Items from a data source

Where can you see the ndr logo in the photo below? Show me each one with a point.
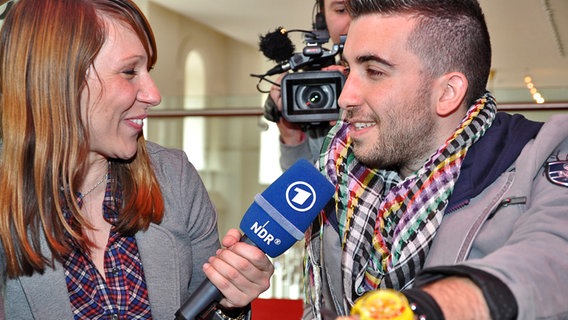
(300, 196)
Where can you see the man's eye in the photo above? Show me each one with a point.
(130, 72)
(374, 73)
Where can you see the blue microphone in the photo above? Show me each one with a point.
(276, 219)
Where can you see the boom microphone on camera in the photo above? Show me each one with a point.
(276, 219)
(276, 45)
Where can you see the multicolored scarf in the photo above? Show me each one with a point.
(386, 224)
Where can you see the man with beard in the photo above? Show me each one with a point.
(438, 195)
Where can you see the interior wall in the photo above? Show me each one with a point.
(227, 65)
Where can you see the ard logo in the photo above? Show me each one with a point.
(300, 196)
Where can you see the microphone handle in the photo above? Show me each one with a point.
(202, 298)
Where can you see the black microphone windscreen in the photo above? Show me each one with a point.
(276, 45)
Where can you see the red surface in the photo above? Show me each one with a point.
(277, 309)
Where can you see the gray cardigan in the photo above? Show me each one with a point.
(172, 253)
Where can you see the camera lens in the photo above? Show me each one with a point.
(314, 97)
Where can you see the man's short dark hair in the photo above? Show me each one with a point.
(450, 35)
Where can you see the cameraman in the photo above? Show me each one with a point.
(295, 142)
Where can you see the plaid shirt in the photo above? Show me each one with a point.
(124, 294)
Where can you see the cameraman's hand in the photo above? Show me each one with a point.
(290, 133)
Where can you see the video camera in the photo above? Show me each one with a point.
(309, 95)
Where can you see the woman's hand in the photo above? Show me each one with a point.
(239, 270)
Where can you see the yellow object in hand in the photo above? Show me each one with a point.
(384, 304)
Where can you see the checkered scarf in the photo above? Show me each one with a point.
(386, 224)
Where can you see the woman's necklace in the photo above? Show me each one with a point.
(103, 178)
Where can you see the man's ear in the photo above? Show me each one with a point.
(453, 87)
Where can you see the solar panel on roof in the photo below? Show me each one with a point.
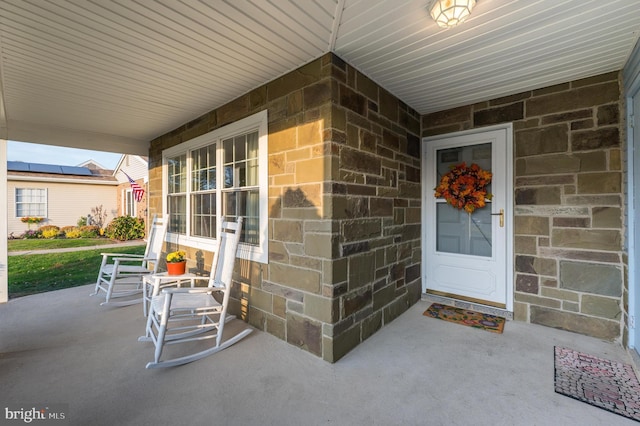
(75, 170)
(44, 168)
(17, 166)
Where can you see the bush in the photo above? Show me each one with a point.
(50, 233)
(49, 228)
(31, 235)
(65, 229)
(73, 232)
(89, 231)
(125, 228)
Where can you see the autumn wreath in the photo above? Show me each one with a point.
(465, 187)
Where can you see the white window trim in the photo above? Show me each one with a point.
(259, 122)
(46, 202)
(128, 192)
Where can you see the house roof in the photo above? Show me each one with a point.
(19, 170)
(114, 75)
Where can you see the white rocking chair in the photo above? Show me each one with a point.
(194, 311)
(121, 274)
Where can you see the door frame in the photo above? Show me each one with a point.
(633, 228)
(509, 231)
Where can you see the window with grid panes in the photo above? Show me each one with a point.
(31, 202)
(227, 178)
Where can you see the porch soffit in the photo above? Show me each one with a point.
(114, 75)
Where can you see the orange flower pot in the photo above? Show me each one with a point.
(176, 268)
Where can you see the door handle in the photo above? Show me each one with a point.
(501, 214)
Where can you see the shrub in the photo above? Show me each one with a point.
(89, 231)
(125, 228)
(50, 233)
(48, 227)
(30, 234)
(73, 233)
(65, 229)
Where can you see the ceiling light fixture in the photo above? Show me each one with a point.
(449, 13)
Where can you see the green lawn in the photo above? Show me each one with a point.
(38, 273)
(43, 244)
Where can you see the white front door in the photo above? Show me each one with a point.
(469, 256)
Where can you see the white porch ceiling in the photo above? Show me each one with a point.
(114, 74)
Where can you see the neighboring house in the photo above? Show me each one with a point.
(137, 168)
(63, 194)
(59, 194)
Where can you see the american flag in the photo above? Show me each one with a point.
(138, 191)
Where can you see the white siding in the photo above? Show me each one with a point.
(134, 166)
(66, 203)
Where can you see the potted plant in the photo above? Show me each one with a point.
(176, 262)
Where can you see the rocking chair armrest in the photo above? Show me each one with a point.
(186, 290)
(125, 255)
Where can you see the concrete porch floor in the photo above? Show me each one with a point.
(62, 347)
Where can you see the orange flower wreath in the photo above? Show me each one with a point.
(465, 187)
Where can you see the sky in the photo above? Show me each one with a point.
(48, 154)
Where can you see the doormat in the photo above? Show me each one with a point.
(473, 319)
(605, 384)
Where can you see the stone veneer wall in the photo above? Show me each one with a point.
(569, 259)
(344, 207)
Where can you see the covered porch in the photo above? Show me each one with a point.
(416, 370)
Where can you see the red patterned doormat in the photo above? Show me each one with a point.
(610, 385)
(469, 318)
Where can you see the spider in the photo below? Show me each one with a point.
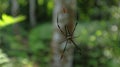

▶ [Directions]:
Reproduce the data above without a single change, please, but without its pictures.

▶ [Your solution]:
Where can you see the ndr logo in the photo below? Show me each one with a point.
(300, 196)
Where can you see the man's eye in the photo above? Show me each one with a point.
(130, 72)
(374, 73)
Where can you see the blue microphone in the photo above? Show me each one with a point.
(276, 219)
Where can you see the boom microphone on camera in the photo above? Show me each one with a point.
(276, 219)
(276, 45)
Where can you see the multicolored scarf in the photo above? Show me each one with a point.
(386, 224)
Where can you see the man with beard in the photo above? Show me each one with a point.
(438, 195)
Where can you see the interior wall in the photo above? Show me each one with a point.
(227, 65)
Where can you see the ard logo in the photo above? Show me each one with a point.
(300, 196)
Where can you see the microphone handle in the photo above? Show me each one with a point.
(202, 298)
Where can you see the black microphone windscreen in the photo above? Show me each one with a point.
(276, 45)
Where can you see the red surface in the photo above? Show me each one with a point.
(277, 309)
Where can you see the gray cardigan in the photo above? Show me each one with a point.
(172, 253)
Where can you see the camera lens in the photo above? Show me each one with a point.
(314, 97)
Where can you see the man's short dark hair in the photo above? Show me each one with a point.
(450, 35)
Where can you see the cameraman in the photo above? Show me each one with a point.
(295, 142)
Where can you see the plaid shirt in the photo above? Show me each one with a point.
(124, 294)
Where can you see the cameraman's hand in the photo above? Show me each one with a point.
(290, 133)
Where can you see the video camera in the photo above? Show me each one with a point.
(309, 95)
Where can you see the woman's hand in the photo above? Show me each one with a point.
(239, 270)
Where can you see the yellow object in hand in the photo above? Show me each one with a point.
(384, 304)
Where can you see the checkered scarf in the photo above? Show me each one with a point.
(386, 224)
Where can you see the woman's necklace in the photo above? Show me each one with a point.
(103, 178)
Where can you see the man's ear in the photo above? Show me each one with a point.
(453, 87)
Where can you see the solar panel on roof in the photo below? Show me each one with a point.
(75, 170)
(44, 168)
(17, 166)
Where can you see the bush in the photo above? Show me each one with a point.
(50, 233)
(49, 228)
(31, 235)
(65, 229)
(73, 232)
(89, 231)
(125, 228)
Where can you see the autumn wreath in the photo above? Show me each one with a point.
(465, 187)
Where can you see the white window trim in the photo above? Show me each one with a point.
(259, 122)
(46, 202)
(128, 192)
Where can you see the house roof in the photo above? Show me each one with a point.
(19, 170)
(114, 75)
Where can you see the white rocking chair in the photo above? Show me each one with a point.
(194, 311)
(121, 274)
Where can you see the door frame in the photo above? Show me each one with a point.
(633, 228)
(509, 231)
Where can you see the window with grid panes in the photo above? Show me each one with a point.
(31, 202)
(227, 178)
Where can you see the porch soffit in the photo above? Show me each one with a point.
(114, 75)
Where can you see the orange flower pot in the photo above? Show me each one with a point.
(176, 268)
Where can you see the door handle in the photo above? Show me each one with a point.
(501, 214)
Where can you see the shrub in the photo above? Show me each one with a point.
(89, 231)
(125, 228)
(50, 233)
(48, 227)
(30, 234)
(73, 233)
(65, 229)
Where can you see the ceiling light fixture in the photo above? Show me each one with a point.
(449, 13)
Where can you see the green lawn in the photo above? Show me each one with a point.
(38, 273)
(43, 244)
Where can you see the white front door in the photo above? Show me each one with a point.
(469, 256)
Where can you see the white porch ceiling in the photo above? Show me each one with a point.
(114, 74)
Where can you see the neighboring house in the photo above? Show me each one with a point.
(137, 168)
(63, 194)
(59, 194)
Where can you see the american flag in the photo above? Show me each one with a point.
(138, 191)
Where can you see the white siding in the photo above? Show me each one with a point.
(134, 166)
(66, 203)
Where can you see the potted plant in the photo above? Show me each one with a point.
(176, 262)
Where can you see the rocking chair armrest in the photo above? Show me each one with a point.
(186, 290)
(125, 255)
Where can you see the concrete porch floor in the photo above? Show me each one with a point.
(62, 347)
Where can you see the orange flower wreath in the photo above? Show me each one with a point.
(465, 187)
Where can you see the sky in the photo above? Show me each one with a point.
(48, 154)
Where can you see the doormat in the photo above? Show me each one with a point.
(473, 319)
(605, 384)
Where can you see the stone veneer wall in the photo above? Show me each one with a point.
(569, 259)
(344, 207)
Where can you see the covered porch in the photo above? Show me each one with a point.
(416, 370)
Where can you see the red patterned doormat in the photo above? Show me each one with a point.
(610, 385)
(469, 318)
Where can you see the spider in the photo below? Show me each one with a point.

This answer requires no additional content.